---------- Data section ----------

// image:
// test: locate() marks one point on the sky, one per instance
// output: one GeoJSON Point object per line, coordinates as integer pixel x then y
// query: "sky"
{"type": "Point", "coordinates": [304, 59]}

----------
---------- Data section ----------

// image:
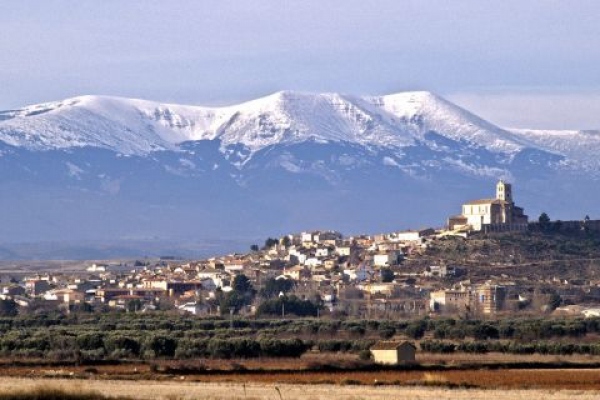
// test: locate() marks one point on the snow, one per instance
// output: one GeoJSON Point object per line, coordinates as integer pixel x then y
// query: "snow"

----------

* **Short task**:
Pull out every line of the entries above that contains the string "test", matching case exactly.

* **Answer to this task**:
// test: locate() marks one point on the sky, one per instance
// test: locate() marks one point on the snow, one per instance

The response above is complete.